━━━ Excerpted records ━━━
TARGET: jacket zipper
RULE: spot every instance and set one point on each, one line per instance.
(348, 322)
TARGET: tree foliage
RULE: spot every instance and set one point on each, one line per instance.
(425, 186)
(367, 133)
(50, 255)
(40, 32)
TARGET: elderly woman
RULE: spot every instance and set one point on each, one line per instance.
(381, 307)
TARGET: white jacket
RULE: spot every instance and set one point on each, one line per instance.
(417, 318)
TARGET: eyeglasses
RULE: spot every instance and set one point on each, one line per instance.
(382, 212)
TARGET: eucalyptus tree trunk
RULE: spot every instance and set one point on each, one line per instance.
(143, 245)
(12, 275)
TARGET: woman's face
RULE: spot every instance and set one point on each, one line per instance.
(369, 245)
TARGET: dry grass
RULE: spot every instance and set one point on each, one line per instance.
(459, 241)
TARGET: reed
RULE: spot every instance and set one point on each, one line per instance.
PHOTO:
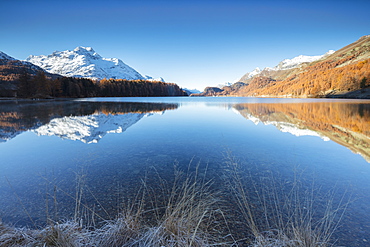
━━━
Copy out every line of the listing that contains the string "woman".

_Exercise result:_
TARGET: elderly woman
TARGET: woman's face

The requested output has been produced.